Hello developers, Hello Microsoft Azure enthusiasts..

In this article, you will discover Microsoft Azure storage and key points that make azure storage the popular cloud storage solution in the market, focusing on the different storage options available in Azure such as tables, blobs, file storage and queues! Towards the end, we provide a quick demonstration about how to create azure storage account and setup an azure storage explorer in order to connect to associated storage account.

1. What is Microsoft Azure Storage?

Azure Storage is Microsoft’s cloud storage solution for modern data storage scenarios. Azure Storage offers a massively scalable object store for data objects, a file system service for the cloud, a messaging store for reliable messaging, and a NoSQL store.

2. Why Microsoft Azure Storage is the popular cloud storage solution in the market ?

Azure Storage provides highly available, durable, scalable, secure, managed, accessible storage solution at a fraction of the cost, if you were to manage it manually.

Azure storage is :

  • Durable and highly available: Redundancy ensures that your data is safe in the event of transient hardware failures. You can also opt to replicate data across datacenters or geographical regions for additional protection from local catastrophe or natural disaster. Data replicated in this way remains highly available in the event of an unexpected outage.
---*---
*Complete the following:*
- 1) Answer these questions from the Azure Storage article:
(a) What kind of store does Azure Storage offer for reliable messaging?
(b) What does the demonstration toward the end of the article show?
(c) According to the article, what does redundancy ensure?
- 2) List every quality that the Azure Storage article says Azure Storage provides in its storage solution "at a fraction of the cost."
The records that follow come from a separate source unrelated to the Azure Storage article.

Stored dataset items
---*---
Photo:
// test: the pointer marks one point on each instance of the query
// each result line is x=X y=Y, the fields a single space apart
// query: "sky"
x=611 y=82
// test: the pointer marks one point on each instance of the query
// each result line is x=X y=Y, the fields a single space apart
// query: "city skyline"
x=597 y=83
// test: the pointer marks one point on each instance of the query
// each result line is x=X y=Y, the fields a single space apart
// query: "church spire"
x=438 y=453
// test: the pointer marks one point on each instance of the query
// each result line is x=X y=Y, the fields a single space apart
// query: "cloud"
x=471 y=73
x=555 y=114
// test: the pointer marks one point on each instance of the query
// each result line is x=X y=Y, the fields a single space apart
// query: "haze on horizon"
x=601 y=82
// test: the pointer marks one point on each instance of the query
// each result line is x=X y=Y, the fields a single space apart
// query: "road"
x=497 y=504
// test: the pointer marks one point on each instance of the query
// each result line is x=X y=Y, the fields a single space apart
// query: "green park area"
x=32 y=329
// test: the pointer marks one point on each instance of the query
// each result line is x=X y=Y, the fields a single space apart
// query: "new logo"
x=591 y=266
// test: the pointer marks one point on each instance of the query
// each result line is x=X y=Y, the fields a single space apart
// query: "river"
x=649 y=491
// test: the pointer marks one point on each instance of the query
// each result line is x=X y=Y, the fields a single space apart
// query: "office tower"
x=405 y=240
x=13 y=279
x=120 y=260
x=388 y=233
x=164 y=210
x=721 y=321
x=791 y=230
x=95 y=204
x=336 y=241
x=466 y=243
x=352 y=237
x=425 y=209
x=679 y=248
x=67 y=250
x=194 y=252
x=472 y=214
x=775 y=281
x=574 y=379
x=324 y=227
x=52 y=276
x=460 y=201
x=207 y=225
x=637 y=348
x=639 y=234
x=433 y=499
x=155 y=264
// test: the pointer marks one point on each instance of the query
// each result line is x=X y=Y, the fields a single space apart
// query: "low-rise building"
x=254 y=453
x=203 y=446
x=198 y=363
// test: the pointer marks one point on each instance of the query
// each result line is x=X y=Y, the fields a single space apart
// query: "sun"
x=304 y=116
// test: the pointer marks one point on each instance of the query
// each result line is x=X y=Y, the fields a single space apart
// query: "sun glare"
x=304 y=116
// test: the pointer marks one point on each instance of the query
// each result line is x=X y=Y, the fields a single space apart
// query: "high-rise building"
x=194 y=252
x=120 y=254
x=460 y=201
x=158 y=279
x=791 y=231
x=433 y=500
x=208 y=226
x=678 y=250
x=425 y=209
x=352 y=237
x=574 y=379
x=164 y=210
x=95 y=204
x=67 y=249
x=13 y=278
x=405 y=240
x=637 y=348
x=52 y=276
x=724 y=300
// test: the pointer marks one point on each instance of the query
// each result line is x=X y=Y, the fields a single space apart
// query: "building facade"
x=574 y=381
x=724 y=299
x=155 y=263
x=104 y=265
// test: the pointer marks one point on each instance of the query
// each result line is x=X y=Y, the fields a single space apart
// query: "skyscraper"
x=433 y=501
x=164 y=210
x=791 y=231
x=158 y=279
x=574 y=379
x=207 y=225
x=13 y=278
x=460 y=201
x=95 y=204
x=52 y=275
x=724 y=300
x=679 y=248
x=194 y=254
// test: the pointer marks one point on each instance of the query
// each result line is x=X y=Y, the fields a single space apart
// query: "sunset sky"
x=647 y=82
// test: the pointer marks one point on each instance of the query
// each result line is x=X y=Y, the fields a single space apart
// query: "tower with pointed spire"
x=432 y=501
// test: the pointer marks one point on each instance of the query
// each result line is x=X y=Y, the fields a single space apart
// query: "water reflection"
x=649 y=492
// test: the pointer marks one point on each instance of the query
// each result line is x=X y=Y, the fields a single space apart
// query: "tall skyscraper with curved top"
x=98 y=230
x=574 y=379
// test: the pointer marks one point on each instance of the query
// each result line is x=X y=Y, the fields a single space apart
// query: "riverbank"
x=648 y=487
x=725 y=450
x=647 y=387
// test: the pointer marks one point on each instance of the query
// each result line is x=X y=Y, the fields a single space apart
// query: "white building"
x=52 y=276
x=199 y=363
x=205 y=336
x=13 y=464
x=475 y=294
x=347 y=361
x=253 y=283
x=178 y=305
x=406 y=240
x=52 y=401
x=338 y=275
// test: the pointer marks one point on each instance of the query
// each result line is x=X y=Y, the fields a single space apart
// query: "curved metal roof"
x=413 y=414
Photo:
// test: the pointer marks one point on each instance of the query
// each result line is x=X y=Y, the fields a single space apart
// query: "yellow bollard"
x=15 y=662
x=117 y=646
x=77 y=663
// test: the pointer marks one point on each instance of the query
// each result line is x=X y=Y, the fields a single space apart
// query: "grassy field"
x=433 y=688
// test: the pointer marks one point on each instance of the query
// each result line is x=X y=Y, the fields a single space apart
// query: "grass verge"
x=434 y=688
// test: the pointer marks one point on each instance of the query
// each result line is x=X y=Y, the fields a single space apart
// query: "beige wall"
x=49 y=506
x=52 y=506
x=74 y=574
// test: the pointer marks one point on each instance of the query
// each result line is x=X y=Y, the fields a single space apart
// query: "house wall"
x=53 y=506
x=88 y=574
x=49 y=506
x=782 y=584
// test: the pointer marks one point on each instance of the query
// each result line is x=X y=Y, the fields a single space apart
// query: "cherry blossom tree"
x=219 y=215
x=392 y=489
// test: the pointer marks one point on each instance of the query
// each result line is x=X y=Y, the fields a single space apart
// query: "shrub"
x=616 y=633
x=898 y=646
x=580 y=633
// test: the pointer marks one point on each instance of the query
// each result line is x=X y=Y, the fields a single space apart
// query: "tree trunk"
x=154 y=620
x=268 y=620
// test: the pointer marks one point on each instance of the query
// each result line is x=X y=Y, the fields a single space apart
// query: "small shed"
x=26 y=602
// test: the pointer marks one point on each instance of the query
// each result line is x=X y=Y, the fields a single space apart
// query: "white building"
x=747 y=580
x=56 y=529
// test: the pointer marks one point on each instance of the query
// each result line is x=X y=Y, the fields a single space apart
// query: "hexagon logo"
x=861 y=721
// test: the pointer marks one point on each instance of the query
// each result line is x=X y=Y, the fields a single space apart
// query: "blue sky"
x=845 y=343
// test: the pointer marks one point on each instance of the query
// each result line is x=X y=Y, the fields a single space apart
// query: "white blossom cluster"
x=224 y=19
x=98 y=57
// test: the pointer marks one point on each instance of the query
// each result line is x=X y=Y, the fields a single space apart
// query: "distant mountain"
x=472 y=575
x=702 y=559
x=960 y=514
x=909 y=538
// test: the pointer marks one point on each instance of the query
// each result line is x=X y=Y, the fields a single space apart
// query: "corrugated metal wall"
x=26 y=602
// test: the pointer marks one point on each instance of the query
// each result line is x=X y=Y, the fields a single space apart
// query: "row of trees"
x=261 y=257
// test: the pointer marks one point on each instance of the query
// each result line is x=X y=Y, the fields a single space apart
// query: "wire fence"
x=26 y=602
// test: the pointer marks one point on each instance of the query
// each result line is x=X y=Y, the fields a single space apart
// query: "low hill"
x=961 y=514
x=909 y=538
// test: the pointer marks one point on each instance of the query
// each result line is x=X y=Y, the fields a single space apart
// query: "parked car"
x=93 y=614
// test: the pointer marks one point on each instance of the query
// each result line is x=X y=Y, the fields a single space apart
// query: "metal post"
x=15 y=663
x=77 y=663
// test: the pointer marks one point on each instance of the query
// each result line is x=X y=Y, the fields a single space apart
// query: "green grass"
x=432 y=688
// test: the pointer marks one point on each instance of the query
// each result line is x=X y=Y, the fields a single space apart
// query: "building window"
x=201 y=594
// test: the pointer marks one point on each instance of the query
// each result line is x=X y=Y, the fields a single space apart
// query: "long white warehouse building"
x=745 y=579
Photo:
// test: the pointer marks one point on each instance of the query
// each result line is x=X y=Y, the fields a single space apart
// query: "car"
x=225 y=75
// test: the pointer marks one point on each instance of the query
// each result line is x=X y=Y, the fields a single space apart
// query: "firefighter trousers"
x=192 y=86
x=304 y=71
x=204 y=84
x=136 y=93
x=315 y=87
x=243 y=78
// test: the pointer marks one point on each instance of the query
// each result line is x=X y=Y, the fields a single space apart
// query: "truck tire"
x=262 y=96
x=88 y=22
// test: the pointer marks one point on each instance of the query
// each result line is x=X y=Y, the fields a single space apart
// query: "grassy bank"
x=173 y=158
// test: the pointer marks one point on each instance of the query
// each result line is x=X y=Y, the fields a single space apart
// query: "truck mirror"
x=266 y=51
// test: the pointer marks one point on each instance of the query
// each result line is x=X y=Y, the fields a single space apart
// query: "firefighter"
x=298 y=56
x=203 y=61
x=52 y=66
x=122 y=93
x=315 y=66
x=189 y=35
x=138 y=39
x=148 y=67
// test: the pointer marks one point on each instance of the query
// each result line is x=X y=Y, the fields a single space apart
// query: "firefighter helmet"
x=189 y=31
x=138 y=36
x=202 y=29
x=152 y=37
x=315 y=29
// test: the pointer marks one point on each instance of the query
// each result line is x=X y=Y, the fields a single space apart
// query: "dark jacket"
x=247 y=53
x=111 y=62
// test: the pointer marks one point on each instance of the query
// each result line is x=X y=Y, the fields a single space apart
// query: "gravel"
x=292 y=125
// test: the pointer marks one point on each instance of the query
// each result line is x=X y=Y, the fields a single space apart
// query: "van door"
---*---
*Answers to the tasks:*
- 1)
(a) A messaging store.
(b) How to create an Azure storage account and set up an Azure storage explorer to connect to the associated storage account.
(c) That your data is safe in the event of transient hardware failures.

- 2) Highly available, durable, scalable, secure, managed, accessible